The reply should repeat all of the data word for word, with no pictures.
START Information provided
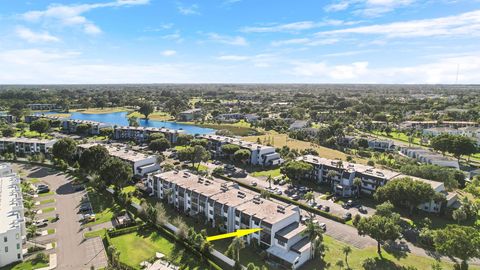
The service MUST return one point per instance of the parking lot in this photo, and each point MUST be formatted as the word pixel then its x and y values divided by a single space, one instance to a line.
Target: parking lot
pixel 73 251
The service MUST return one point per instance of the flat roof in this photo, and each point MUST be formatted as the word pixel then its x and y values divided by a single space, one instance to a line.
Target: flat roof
pixel 119 151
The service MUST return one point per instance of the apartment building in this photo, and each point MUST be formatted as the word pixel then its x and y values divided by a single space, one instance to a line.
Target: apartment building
pixel 12 222
pixel 259 154
pixel 142 164
pixel 141 134
pixel 70 126
pixel 371 178
pixel 223 204
pixel 26 146
pixel 429 157
pixel 345 173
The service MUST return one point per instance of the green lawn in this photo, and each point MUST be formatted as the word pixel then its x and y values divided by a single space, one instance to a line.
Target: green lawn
pixel 48 209
pixel 137 247
pixel 26 265
pixel 103 206
pixel 47 201
pixel 46 194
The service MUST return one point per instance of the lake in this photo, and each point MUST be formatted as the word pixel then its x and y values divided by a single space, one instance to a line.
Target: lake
pixel 120 119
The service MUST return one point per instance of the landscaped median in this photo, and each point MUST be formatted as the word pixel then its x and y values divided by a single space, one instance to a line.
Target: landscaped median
pixel 286 199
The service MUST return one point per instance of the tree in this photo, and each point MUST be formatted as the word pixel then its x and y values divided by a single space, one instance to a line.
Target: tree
pixel 159 145
pixel 346 250
pixel 117 172
pixel 40 125
pixel 295 170
pixel 230 149
pixel 315 234
pixel 234 248
pixel 92 158
pixel 457 241
pixel 64 149
pixel 242 155
pixel 196 154
pixel 380 228
pixel 405 192
pixel 146 109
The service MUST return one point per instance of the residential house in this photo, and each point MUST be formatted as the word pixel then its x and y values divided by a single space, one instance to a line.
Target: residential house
pixel 259 154
pixel 223 204
pixel 189 115
pixel 141 134
pixel 142 164
pixel 26 145
pixel 12 221
pixel 429 157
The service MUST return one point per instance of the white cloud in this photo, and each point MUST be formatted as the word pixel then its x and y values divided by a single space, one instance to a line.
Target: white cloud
pixel 369 8
pixel 72 15
pixel 32 37
pixel 188 10
pixel 442 71
pixel 229 40
pixel 294 26
pixel 168 53
pixel 465 24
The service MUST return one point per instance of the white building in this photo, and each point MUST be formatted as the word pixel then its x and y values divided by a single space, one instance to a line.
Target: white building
pixel 142 164
pixel 26 145
pixel 141 134
pixel 223 204
pixel 12 222
pixel 259 154
pixel 429 157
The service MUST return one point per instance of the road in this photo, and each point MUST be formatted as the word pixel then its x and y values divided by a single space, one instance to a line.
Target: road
pixel 73 252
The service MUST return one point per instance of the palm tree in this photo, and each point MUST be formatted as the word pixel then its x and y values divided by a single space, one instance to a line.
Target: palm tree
pixel 346 250
pixel 358 183
pixel 315 235
pixel 269 180
pixel 234 248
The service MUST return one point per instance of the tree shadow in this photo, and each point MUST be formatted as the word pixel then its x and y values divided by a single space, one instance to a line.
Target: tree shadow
pixel 398 250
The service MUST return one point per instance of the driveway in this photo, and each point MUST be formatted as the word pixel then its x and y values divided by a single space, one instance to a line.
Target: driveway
pixel 73 252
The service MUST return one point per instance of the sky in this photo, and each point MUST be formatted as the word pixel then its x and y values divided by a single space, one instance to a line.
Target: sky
pixel 239 41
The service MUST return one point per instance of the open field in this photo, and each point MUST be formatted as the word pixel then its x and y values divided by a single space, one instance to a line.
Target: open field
pixel 280 140
pixel 146 243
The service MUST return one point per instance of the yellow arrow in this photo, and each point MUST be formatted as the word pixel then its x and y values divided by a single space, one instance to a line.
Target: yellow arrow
pixel 238 233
END Information provided
Result:
The service MUST return one point per instance of the parking lot in this photo, and each point MUST be formatted as the word pixel then its x and y values divided by a single space, one instance to a line.
Target: parking lot
pixel 73 251
The service MUST return one point per instance of the flat roof in this photo, and each point MUST be formatted as the word pixel then its x and y values divided by a single space, one instance to a line.
Target: flat roof
pixel 119 151
The service MUST return one point per instance of the apartment building in this photo, and each point MUST be formatted as the word pixel then its x and y values divided by a single space, one instance to a line.
Target: apartment building
pixel 12 222
pixel 259 154
pixel 142 164
pixel 141 134
pixel 70 126
pixel 371 178
pixel 223 204
pixel 26 146
pixel 429 157
pixel 345 173
The service MUST return one point per instance of the green lawn in this photo, and each point MUST be formatted as the word pixel then its x and y values divided by a single space, one instance to a line.
Target: green lawn
pixel 48 209
pixel 137 247
pixel 26 265
pixel 103 206
pixel 47 201
pixel 46 194
The service MUST return one point per instance of the lake in this photo, and each point MUST be formatted as the word pixel then its x and y values divided by a single space, one instance to a line.
Target: lake
pixel 120 119
The service MUST return one point per instance of the landscaped median in this photo, and each point MUST be formatted as the word pixel then its x and y values divided by a single space, one instance to a line.
Target: landscaped median
pixel 286 199
The service MUST return one point per instance of the tree in this photo, and each point MUST be formatted as the word pixel then its x and y values divided by a single space, one instance to a line.
Target: tree
pixel 159 145
pixel 346 250
pixel 117 172
pixel 40 125
pixel 295 170
pixel 230 149
pixel 315 234
pixel 234 248
pixel 92 158
pixel 457 241
pixel 64 149
pixel 242 155
pixel 196 154
pixel 380 228
pixel 405 192
pixel 146 109
The service MUST return one point per instance of the residential house in this photo, and each point MUST be formatted as the word pixel then its x and y values divided by a single space, one instance to a line.
Target: residential house
pixel 259 154
pixel 223 204
pixel 189 115
pixel 141 134
pixel 142 164
pixel 26 145
pixel 12 221
pixel 429 157
The service MUST return one point per instance of the white cloud in this photo, and each point MUST be formatted as the word pixel then its x and y values divided by a single space, one instance to a line.
Target: white cloud
pixel 369 8
pixel 72 15
pixel 32 37
pixel 188 10
pixel 442 71
pixel 229 40
pixel 294 26
pixel 168 53
pixel 465 24
The service MUST return one point per instance of the white building in this photo, and each point MUST be formatted as the word pixel then its x and y values divided by a single space, one instance to a line.
Target: white building
pixel 142 164
pixel 26 145
pixel 141 134
pixel 223 204
pixel 12 222
pixel 259 154
pixel 429 157
The service MUST return one point per instance of the road in this photo, and each point MUST be formatted as the word pixel then its x and y values divided by a single space, one instance to a line.
Target: road
pixel 73 252
The service MUST return one point per instance of the palm tree in this photo, and each point MUST be formatted as the word pixel then its x and y values divided by a single space, one instance to a line.
Target: palm tree
pixel 346 250
pixel 358 183
pixel 315 235
pixel 269 180
pixel 234 248
The service MUST return one point per instance of the tree shadow in this photo, and each point MUST be formatted as the word pixel then its x and y values divided by a single space, one instance to a line.
Target: tree shadow
pixel 398 250
The service MUST return one point per instance of the driveway in this photo, and each point MUST be formatted as the word pixel then its x and y values divided by a single space, one instance to a line.
Target: driveway
pixel 73 252
The service MUST return one point per instance of the sky in this photo, and each point MUST be formatted as the word pixel then its x and y values divided by a single space, one instance to a line.
Target: sky
pixel 239 41
The service MUST return one point per instance of the open field in this photo, and each point MUST be formatted as the word pixel then its x and y values divided by a single space, one instance to a line.
Target: open field
pixel 280 140
pixel 146 243
The service MUST return one point per instance of the yellow arrow in this photo, and each point MUST be formatted as the word pixel then its x and y values divided by a single space, one instance to a line.
Target: yellow arrow
pixel 238 233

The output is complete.